Consignes =
[A] Résumez l'extrait du jugement en deux phrases.
[B] Reproduisez à l'identique, s'il vous plaît, le passage de l'extrait du jugement qui commence par « Par jugement du » et se poursuit jusqu'à « de procédure civile. ».

Extrait présenté =
Par jugement du 19 novembre 2009, le Tribunal de grande instance de Bobigny a :
- condamné solidairement les sociétés Cloison partena SDMS et Sélinonte à rembourser à la société Salamandre la somme de 290 000 € avec intérêts au taux légal à compter du 8 février 2008,
- ordonné au séquestre, Me [O], notaire, la libération de la somme de 290 000 €,- rejeté la demande d'astreinte,
- rejeté la demande de dommages-intérêts au titre de la résistance abusive,
- débouté les sociétés Cloisons partena SDMS et Sélinonte de l'ensemble de leurs demandes récapitulatives,
- condamné solidairement les sociétés Cloison partena SDMS et Sélinonte aux dépens, pouvant être recouvrés directement par M. Rezeau, avocat à la Cour conformément aux dispositions de l'article 699 du Code de procédure civile.

Données fournies =
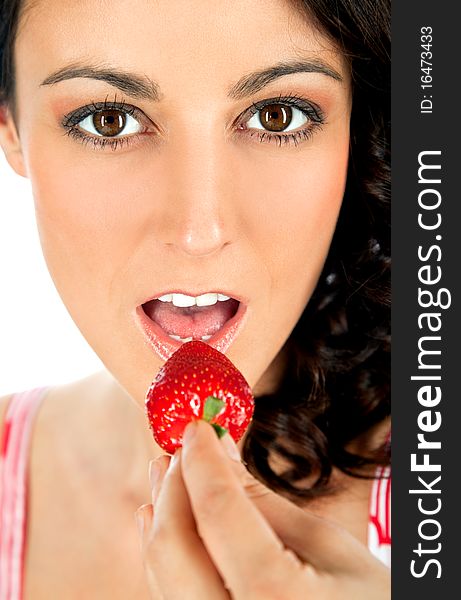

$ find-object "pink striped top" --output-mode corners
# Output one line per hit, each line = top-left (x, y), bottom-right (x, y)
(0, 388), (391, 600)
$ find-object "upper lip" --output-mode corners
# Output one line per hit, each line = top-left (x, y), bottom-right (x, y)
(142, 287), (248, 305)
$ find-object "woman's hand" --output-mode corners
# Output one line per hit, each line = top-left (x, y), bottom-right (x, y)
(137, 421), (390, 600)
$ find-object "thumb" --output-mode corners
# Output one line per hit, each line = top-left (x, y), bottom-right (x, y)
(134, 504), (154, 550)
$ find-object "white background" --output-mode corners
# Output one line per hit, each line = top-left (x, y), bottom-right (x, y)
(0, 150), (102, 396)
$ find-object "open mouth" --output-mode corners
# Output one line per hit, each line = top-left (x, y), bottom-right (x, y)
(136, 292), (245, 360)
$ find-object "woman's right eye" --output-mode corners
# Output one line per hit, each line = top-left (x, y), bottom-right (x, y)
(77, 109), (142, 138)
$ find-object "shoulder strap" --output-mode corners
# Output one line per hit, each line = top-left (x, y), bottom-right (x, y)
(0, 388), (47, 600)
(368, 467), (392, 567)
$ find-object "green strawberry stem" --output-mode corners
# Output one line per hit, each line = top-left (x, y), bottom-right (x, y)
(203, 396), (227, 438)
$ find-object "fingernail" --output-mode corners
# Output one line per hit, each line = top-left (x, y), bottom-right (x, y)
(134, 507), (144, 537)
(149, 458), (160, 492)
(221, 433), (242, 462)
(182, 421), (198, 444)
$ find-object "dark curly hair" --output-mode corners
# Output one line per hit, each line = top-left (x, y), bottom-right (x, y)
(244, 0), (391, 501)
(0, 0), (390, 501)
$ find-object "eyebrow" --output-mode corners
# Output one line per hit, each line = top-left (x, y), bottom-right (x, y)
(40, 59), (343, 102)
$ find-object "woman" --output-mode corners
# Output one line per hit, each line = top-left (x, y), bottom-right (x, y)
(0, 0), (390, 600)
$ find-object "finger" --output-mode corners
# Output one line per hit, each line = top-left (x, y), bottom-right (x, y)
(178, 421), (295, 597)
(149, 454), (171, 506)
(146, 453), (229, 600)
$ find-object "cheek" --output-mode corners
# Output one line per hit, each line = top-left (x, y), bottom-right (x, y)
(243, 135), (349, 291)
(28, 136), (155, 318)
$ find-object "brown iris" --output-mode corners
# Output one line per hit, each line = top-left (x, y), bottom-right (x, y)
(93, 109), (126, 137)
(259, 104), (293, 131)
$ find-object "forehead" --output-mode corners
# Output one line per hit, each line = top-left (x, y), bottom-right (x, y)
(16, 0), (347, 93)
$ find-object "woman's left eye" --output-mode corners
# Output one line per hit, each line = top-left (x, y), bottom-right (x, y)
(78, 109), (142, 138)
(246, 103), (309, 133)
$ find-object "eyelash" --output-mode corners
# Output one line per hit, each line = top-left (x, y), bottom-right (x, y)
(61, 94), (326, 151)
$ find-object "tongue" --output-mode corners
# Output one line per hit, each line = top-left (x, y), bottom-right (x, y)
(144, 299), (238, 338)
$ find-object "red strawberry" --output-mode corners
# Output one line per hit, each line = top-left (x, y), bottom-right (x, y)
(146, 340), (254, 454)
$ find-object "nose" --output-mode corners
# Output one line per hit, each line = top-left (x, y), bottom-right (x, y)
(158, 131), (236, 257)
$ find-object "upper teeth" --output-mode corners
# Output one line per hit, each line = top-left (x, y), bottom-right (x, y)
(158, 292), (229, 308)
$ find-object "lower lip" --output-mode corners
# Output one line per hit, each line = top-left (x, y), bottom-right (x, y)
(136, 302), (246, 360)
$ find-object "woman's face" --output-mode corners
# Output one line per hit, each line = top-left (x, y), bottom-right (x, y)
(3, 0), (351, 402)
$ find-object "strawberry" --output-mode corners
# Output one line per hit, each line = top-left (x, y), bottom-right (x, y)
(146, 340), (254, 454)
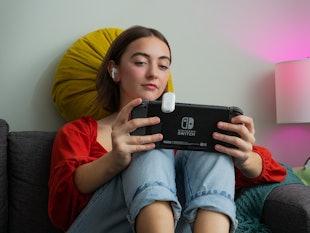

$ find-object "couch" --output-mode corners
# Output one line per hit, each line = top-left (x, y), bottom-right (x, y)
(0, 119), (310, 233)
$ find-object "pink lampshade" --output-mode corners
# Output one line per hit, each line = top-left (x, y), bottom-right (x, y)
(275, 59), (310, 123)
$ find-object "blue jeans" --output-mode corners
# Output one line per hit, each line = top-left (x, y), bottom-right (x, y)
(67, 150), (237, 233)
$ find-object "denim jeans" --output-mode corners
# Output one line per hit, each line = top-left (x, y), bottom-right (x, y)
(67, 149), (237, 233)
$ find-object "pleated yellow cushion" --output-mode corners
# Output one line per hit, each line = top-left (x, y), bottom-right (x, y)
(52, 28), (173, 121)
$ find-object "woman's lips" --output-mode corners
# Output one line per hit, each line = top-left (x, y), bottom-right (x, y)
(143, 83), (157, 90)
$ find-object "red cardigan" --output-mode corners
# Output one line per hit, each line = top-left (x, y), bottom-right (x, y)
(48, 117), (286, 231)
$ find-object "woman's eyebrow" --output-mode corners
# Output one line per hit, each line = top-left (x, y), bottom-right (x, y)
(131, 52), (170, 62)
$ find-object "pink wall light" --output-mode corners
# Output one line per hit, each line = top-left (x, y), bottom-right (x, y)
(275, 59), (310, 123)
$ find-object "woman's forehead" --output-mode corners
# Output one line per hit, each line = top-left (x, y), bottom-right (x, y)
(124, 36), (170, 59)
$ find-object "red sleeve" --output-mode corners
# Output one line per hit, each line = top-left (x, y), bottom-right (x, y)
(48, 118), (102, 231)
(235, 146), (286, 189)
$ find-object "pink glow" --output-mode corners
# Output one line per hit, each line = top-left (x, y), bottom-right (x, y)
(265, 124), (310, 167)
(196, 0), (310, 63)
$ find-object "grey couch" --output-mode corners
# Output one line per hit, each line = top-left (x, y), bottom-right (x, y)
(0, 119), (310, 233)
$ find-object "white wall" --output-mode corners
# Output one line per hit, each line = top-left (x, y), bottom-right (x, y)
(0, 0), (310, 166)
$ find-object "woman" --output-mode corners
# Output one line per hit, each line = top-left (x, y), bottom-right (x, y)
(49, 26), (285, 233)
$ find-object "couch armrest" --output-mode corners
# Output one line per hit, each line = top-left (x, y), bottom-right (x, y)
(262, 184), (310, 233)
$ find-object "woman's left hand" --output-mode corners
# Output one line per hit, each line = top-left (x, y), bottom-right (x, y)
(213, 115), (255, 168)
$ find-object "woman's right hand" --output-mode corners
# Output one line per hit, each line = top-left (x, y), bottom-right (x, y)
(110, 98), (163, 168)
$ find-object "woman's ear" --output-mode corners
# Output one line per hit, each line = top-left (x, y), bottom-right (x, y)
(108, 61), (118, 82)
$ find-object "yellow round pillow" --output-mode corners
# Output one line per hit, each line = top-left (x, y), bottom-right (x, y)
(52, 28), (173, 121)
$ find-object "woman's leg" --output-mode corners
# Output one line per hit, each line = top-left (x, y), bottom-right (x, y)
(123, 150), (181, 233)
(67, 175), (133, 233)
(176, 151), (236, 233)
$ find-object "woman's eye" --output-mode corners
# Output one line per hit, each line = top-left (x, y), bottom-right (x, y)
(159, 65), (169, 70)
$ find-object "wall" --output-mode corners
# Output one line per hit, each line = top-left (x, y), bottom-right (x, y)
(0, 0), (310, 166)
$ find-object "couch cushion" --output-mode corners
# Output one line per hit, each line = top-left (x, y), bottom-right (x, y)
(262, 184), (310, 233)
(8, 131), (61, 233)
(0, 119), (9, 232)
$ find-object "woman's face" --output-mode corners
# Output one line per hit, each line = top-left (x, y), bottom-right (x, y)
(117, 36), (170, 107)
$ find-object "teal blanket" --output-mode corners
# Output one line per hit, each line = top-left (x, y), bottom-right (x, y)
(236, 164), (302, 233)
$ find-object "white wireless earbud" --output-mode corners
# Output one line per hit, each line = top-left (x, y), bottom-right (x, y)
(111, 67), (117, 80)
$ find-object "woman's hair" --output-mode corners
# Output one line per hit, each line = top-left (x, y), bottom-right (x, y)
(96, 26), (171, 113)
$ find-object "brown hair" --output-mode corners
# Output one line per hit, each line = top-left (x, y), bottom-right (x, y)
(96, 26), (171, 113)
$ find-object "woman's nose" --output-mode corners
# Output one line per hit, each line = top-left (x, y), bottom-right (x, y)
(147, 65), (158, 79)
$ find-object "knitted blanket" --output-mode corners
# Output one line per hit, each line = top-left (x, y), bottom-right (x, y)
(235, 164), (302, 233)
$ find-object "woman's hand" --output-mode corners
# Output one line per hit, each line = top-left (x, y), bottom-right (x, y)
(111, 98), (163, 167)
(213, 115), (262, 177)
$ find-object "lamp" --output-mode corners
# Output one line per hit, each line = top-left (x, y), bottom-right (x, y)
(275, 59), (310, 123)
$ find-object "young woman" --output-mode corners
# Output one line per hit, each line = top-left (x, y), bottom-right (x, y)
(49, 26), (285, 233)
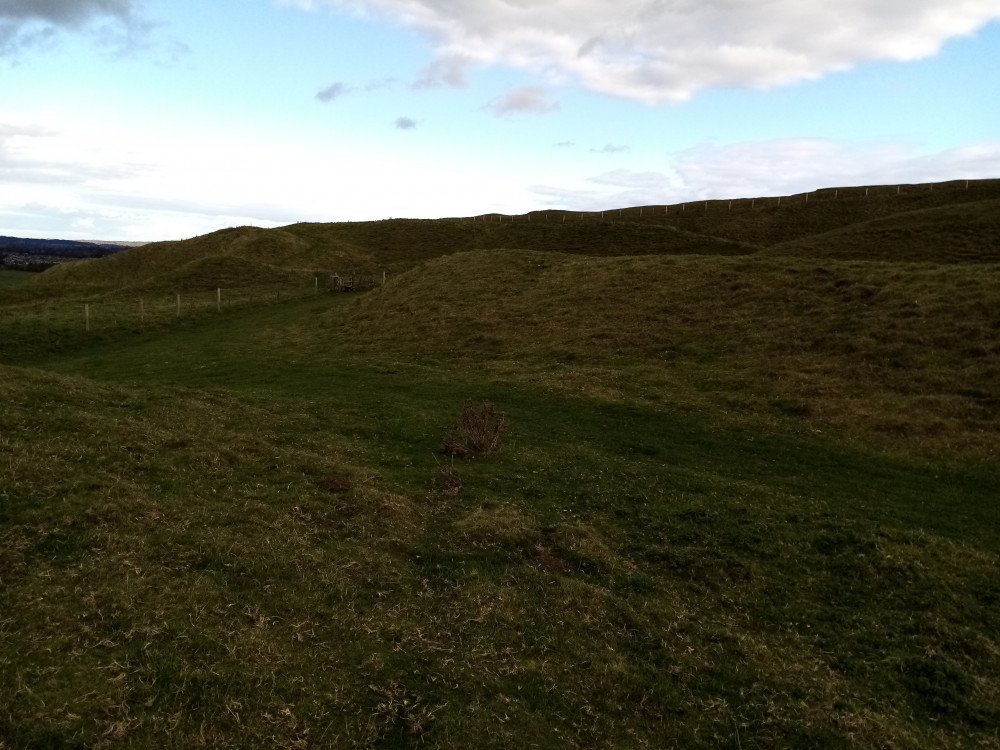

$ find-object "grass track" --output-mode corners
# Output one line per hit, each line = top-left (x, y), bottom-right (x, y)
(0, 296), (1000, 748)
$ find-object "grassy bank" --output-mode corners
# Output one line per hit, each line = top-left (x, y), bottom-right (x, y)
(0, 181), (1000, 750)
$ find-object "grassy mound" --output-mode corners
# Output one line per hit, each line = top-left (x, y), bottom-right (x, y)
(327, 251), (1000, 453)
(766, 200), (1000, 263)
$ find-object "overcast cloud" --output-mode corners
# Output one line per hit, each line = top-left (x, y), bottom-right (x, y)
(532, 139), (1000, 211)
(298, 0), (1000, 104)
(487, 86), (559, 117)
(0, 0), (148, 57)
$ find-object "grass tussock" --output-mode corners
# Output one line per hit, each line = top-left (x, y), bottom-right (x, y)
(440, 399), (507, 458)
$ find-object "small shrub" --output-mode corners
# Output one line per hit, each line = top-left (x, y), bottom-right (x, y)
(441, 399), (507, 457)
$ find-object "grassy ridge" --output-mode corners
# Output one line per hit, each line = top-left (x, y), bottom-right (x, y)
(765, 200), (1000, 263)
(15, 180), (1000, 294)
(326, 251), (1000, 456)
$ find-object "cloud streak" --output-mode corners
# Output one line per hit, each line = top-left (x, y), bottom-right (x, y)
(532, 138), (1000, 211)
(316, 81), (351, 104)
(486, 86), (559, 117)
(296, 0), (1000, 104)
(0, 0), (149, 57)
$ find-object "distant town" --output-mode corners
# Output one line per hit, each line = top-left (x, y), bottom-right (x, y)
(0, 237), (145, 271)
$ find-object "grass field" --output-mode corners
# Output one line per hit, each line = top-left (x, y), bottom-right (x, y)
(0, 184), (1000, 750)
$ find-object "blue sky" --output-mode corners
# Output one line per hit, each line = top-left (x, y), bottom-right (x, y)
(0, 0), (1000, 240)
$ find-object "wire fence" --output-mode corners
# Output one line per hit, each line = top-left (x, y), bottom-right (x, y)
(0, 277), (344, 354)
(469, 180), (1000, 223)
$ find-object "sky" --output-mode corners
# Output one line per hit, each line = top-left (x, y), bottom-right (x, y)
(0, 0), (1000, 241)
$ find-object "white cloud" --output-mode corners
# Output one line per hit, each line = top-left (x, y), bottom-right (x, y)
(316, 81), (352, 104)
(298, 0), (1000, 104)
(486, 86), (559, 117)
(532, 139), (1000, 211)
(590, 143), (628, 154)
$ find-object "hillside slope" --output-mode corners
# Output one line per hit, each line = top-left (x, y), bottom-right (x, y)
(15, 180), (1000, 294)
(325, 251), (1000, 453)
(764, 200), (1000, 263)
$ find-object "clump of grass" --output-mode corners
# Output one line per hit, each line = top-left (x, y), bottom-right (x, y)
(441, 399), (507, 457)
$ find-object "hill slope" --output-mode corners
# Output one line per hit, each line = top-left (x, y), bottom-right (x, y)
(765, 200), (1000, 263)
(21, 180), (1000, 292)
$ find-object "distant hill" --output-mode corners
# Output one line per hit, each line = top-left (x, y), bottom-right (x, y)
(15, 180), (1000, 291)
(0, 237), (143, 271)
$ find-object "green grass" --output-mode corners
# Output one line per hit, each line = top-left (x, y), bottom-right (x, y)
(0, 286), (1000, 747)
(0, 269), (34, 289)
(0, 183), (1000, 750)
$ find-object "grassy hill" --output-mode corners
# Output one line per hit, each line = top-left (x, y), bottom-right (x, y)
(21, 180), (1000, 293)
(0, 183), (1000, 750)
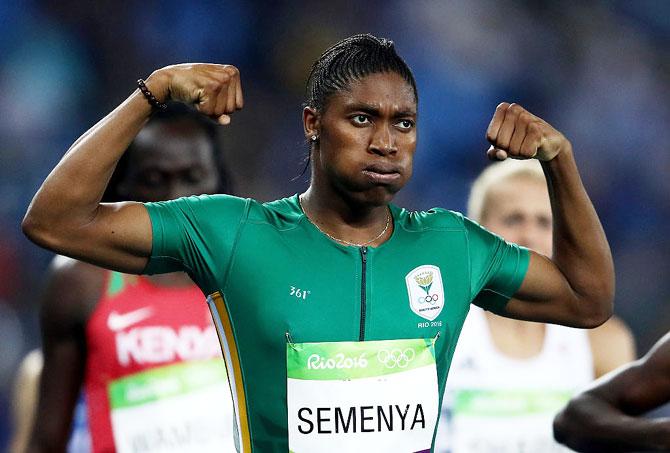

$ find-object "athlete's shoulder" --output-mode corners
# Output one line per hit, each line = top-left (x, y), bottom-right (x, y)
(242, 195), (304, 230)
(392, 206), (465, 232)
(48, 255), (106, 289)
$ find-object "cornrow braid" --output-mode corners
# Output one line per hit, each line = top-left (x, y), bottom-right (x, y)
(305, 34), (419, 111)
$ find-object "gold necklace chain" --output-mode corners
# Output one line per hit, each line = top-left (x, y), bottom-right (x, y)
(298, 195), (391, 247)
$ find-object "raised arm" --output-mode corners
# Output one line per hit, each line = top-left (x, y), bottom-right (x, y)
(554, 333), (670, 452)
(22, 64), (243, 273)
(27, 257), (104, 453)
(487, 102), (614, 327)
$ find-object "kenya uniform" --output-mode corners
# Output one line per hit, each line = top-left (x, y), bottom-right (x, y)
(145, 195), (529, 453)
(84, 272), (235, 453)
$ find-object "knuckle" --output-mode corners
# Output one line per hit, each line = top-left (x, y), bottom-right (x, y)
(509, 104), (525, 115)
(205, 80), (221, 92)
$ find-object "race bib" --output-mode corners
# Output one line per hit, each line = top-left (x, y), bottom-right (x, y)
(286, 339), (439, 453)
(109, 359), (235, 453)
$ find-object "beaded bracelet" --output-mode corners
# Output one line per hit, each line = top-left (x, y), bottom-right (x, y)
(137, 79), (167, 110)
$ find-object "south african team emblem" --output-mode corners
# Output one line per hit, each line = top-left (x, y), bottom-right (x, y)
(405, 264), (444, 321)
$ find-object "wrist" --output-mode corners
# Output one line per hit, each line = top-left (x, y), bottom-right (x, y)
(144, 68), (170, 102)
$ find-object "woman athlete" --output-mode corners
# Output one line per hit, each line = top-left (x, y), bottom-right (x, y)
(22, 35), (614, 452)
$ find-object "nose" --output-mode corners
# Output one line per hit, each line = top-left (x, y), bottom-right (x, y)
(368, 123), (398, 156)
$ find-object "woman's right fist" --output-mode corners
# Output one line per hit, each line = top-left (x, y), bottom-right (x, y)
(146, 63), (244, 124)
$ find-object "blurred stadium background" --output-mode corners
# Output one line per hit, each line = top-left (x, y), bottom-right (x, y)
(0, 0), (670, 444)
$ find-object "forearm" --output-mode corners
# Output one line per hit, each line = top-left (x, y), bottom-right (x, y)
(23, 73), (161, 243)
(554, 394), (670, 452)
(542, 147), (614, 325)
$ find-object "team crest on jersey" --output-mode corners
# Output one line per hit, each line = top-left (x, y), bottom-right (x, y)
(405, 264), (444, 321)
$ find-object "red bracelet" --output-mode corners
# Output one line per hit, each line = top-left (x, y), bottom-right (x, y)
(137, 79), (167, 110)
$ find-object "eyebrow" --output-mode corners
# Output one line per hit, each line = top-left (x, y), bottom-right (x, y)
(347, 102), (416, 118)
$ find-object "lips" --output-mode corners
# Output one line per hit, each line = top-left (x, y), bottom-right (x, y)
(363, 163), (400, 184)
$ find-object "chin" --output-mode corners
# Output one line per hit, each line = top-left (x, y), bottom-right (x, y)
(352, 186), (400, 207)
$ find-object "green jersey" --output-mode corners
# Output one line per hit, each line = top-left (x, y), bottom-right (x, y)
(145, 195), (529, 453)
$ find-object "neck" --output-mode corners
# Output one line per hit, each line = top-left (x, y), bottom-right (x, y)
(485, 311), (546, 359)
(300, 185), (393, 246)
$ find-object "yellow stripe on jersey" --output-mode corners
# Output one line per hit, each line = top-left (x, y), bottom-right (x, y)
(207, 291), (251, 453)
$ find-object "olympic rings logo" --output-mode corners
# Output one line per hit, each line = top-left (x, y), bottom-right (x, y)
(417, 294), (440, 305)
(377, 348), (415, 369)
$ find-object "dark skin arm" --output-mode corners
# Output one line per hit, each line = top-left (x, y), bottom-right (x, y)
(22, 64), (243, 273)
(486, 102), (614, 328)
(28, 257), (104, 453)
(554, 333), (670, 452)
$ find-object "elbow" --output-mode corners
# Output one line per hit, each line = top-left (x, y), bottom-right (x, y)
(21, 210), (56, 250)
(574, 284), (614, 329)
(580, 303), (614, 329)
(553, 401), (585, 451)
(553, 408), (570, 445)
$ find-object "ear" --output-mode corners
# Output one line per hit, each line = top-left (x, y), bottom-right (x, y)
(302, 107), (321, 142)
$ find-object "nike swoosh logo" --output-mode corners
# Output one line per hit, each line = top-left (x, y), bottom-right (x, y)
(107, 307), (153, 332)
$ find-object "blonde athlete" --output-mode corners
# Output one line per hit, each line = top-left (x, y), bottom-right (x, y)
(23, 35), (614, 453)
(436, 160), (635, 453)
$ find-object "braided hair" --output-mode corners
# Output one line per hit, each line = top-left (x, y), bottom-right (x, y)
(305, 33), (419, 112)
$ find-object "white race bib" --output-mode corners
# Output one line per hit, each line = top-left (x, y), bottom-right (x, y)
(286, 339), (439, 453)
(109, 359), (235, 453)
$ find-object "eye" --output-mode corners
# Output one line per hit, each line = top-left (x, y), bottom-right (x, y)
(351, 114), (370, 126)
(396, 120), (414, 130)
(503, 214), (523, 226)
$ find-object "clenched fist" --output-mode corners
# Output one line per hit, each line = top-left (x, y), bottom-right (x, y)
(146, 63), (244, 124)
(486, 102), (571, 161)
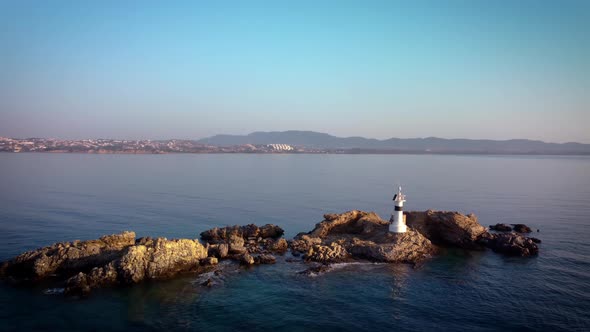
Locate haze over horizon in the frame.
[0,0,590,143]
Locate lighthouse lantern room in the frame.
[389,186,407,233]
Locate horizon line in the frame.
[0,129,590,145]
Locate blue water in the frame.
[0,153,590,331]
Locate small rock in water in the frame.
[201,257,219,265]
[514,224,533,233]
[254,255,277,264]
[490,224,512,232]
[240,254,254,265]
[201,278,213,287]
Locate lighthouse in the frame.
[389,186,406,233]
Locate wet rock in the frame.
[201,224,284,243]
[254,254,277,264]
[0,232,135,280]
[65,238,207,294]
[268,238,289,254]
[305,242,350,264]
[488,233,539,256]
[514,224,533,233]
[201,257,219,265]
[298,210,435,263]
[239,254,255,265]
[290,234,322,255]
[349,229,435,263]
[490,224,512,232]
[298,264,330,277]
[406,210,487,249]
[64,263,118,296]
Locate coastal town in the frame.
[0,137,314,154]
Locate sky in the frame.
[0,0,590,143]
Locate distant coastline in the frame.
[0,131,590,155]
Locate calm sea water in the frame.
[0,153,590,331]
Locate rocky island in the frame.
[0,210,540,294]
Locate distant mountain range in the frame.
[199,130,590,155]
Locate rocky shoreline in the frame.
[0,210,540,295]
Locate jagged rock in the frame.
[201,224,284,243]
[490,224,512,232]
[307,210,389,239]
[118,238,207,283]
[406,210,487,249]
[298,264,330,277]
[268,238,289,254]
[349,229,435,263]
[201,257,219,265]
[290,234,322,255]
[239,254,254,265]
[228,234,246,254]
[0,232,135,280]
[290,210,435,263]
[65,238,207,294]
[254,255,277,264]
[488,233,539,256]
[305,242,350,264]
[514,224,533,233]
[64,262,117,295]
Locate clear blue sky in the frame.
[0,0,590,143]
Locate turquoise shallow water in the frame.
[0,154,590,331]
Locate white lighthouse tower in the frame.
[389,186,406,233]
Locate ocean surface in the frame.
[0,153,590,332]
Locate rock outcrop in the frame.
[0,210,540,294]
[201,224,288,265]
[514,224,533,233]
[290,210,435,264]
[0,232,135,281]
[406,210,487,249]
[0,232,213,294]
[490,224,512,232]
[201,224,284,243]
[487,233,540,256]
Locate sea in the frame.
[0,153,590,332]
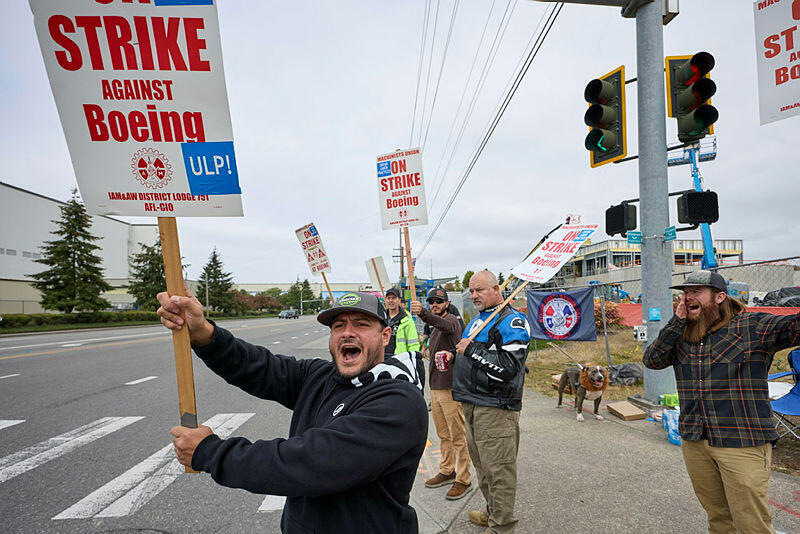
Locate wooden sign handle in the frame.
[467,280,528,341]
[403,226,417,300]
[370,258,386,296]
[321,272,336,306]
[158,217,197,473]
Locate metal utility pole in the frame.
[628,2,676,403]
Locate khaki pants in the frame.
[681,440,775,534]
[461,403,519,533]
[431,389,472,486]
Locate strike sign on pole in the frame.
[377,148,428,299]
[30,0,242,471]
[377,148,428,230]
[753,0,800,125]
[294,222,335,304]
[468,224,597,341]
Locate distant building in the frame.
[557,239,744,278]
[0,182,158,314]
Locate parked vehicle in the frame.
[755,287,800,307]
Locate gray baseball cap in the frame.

Réponses attendues =
[A] Par jugement du 19 novembre 2009, le Tribunal de grande instance de Bobigny a condamné solidairement les sociétés Cloison partena SDMS et Sélinonte à rembourser 290 000 € à la société Salamandre, avec intérêts au taux légal à compter du 8 février 2008, et a ordonné au séquestre la libération de cette somme. Il a rejeté la demande d'astreinte et celle de dommages-intérêts au titre de la résistance abusive, a débouté les deux sociétés de l'ensemble de leurs demandes récapitulatives et les a condamnées solidairement aux dépens.

[B]
Par jugement du 19 novembre 2009, le Tribunal de grande instance de Bobigny a :
- condamné solidairement les sociétés Cloison partena SDMS et Sélinonte à rembourser à la société Salamandre la somme de 290 000 € avec intérêts au taux légal à compter du 8 février 2008,
- ordonné au séquestre, Me [O], notaire, la libération de la somme de 290 000 €,- rejeté la demande d'astreinte,
- rejeté la demande de dommages-intérêts au titre de la résistance abusive,
- débouté les sociétés Cloisons partena SDMS et Sélinonte de l'ensemble de leurs demandes récapitulatives,
- condamné solidairement les sociétés Cloison partena SDMS et Sélinonte aux dépens, pouvant être recouvrés directement par M. Rezeau, avocat à la Cour conformément aux dispositions de l'article 699 du Code de procédure civile.